*What is asked*
Copy these lines word for word, from the first one through the line containing "pixel 107 158", inclusive.

*Records shown*
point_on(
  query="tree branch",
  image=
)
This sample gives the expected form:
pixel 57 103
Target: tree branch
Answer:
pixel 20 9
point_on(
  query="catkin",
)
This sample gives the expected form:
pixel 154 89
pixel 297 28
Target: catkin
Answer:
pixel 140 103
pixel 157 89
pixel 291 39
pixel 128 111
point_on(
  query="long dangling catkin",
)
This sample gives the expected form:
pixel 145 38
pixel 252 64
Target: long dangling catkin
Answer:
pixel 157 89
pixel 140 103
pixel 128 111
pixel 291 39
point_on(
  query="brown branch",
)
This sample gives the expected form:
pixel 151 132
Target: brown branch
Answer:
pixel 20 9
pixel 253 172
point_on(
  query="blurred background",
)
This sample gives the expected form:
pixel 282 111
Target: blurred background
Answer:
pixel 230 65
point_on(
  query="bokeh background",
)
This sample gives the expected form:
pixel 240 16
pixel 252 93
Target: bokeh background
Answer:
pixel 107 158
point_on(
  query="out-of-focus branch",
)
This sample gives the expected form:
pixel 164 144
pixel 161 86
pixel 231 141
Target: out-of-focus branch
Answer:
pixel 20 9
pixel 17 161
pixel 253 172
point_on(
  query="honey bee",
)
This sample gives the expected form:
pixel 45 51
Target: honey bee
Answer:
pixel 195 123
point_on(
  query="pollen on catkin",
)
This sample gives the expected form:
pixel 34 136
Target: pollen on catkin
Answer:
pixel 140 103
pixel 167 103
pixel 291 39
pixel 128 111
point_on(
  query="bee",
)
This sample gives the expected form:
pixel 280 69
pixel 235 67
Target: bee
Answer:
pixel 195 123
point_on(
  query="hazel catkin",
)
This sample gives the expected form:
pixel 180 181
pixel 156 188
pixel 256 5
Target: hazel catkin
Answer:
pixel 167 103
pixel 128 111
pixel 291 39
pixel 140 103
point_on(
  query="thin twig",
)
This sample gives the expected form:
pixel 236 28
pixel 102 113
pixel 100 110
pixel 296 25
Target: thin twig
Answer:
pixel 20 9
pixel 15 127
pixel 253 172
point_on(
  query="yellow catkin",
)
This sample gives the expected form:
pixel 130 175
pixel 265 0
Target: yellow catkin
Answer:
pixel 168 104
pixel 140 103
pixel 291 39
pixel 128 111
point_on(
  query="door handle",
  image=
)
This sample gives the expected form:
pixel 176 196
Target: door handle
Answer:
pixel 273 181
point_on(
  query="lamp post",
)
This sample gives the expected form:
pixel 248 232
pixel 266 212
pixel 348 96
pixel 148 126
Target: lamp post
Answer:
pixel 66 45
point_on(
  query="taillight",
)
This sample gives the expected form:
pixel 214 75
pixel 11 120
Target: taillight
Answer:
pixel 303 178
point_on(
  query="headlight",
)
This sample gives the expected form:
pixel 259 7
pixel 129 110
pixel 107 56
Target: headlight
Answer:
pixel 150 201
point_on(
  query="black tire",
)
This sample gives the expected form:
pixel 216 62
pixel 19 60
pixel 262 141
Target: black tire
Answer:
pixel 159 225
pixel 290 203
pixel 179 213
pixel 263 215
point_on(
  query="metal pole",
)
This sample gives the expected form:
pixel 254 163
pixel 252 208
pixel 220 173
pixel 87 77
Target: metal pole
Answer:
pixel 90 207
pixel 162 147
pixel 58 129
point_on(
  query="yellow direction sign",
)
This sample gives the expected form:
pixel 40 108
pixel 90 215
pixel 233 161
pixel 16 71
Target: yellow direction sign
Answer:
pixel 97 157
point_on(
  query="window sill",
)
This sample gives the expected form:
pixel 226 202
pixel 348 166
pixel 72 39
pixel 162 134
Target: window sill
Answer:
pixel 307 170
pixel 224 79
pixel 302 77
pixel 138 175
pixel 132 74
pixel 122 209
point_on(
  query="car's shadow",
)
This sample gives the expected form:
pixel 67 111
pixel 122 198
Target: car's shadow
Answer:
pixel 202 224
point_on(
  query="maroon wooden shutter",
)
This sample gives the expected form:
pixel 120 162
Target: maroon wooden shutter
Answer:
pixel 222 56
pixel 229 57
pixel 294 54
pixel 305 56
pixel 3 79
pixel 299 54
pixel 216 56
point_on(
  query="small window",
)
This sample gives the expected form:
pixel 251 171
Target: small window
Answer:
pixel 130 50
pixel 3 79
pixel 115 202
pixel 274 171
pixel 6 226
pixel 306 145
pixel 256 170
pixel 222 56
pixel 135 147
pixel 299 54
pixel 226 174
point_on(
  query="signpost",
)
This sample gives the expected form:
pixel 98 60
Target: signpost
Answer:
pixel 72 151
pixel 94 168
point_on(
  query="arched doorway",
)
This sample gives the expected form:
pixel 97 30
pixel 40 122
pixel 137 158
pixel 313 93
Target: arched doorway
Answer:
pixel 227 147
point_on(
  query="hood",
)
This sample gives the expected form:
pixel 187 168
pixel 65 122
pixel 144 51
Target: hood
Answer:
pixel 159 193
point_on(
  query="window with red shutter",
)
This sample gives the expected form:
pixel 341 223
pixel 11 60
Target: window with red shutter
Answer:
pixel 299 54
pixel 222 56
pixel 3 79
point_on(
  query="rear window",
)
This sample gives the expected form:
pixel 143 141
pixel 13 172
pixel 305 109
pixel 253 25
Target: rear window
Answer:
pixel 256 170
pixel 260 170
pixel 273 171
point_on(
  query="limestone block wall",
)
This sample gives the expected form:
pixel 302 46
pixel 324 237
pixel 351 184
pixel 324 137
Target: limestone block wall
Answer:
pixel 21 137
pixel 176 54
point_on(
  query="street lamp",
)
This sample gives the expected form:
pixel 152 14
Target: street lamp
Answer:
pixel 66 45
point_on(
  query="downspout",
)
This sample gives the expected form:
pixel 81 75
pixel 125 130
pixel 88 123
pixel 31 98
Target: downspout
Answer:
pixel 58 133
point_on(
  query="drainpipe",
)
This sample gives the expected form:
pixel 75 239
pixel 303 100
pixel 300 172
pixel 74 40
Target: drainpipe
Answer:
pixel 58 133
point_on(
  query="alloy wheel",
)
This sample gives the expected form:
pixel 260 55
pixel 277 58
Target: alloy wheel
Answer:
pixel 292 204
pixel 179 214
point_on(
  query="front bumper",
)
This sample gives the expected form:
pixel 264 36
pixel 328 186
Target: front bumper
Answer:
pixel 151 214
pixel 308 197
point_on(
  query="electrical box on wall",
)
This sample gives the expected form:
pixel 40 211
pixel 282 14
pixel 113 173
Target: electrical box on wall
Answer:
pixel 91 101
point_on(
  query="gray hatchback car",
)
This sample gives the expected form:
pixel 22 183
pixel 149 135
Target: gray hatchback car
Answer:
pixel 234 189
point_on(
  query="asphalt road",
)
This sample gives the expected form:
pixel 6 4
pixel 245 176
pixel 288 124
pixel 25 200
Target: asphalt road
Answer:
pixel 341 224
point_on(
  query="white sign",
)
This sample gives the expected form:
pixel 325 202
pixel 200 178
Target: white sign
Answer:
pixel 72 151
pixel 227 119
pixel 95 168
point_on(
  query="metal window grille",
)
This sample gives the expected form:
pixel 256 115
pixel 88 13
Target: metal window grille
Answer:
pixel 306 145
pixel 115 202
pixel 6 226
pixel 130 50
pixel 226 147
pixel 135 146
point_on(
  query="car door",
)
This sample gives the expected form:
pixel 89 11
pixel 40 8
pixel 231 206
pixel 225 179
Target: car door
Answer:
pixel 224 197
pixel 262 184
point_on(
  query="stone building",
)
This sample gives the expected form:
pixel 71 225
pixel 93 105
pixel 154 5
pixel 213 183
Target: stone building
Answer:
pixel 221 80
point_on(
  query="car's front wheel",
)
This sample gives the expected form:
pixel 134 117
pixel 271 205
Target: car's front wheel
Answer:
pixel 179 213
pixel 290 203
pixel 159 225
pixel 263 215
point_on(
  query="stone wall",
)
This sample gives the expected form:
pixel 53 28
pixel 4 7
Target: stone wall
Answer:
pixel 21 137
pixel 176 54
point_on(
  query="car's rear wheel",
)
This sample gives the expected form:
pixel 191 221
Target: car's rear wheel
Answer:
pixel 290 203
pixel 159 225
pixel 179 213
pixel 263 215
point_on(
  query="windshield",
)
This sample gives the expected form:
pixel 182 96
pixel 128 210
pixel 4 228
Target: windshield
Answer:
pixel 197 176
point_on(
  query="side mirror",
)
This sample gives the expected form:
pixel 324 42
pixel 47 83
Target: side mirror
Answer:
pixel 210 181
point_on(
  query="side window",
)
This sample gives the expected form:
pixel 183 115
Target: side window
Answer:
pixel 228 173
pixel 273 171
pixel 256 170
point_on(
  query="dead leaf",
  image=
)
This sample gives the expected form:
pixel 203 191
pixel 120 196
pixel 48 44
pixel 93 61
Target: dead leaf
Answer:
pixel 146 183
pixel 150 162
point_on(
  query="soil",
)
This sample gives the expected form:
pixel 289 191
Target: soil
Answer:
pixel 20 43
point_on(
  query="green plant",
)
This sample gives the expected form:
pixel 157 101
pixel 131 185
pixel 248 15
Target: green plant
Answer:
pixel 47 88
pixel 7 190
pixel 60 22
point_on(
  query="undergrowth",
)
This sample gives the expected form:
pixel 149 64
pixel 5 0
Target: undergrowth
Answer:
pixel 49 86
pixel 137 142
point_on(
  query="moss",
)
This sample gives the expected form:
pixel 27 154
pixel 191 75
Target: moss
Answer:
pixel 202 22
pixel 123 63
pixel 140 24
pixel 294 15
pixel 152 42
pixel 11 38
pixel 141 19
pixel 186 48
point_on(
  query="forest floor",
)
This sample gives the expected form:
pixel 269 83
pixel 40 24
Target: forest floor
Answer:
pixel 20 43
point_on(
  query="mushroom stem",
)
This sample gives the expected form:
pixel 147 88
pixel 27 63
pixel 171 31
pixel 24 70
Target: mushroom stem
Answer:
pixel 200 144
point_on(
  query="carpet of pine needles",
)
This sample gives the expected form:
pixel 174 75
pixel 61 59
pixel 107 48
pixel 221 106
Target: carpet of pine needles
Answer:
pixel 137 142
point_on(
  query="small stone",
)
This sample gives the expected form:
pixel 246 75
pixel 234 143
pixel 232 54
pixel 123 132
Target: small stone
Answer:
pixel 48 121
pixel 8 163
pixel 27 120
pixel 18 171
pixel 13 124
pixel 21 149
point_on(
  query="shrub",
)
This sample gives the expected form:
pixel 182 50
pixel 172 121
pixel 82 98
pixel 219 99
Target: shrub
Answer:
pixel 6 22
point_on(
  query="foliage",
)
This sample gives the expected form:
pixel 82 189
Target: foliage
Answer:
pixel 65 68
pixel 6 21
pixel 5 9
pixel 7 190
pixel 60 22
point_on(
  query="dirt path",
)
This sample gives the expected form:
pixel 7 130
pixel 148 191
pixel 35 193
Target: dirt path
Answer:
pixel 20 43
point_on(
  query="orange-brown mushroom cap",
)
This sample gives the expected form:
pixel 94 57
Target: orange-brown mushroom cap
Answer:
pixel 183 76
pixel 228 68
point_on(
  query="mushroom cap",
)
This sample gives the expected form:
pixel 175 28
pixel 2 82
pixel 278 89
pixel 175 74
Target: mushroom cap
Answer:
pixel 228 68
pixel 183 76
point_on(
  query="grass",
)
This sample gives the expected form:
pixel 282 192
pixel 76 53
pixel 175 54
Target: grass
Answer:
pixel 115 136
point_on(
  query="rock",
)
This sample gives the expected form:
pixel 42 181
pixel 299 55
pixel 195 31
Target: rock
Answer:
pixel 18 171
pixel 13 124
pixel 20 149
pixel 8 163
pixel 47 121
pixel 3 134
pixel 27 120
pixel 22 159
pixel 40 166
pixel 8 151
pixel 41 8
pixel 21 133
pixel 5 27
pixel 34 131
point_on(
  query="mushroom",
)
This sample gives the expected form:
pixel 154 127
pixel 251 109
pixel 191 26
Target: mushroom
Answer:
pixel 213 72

*Reply to the task*
point_on(
  query="tree branch",
  image=
)
This sample gives the expected form:
pixel 57 103
Target: tree branch
Answer:
pixel 20 9
point_on(
  query="catkin",
)
This sample gives the expected form:
pixel 154 89
pixel 297 28
Target: catkin
Answer:
pixel 140 103
pixel 157 89
pixel 291 39
pixel 128 111
point_on(
  query="long dangling catkin",
)
This sample gives the expected form:
pixel 145 38
pixel 252 64
Target: long dangling catkin
Answer:
pixel 157 89
pixel 140 103
pixel 128 111
pixel 291 39
point_on(
  query="brown branch",
)
This sample gives the expected form:
pixel 151 132
Target: brown branch
Answer:
pixel 20 9
pixel 253 172
point_on(
  query="blurred background",
)
This sample gives the expected form:
pixel 282 111
Target: blurred background
Answer:
pixel 230 65
point_on(
  query="bokeh background",
)
This sample gives the expected form:
pixel 240 16
pixel 252 93
Target: bokeh background
Answer:
pixel 107 158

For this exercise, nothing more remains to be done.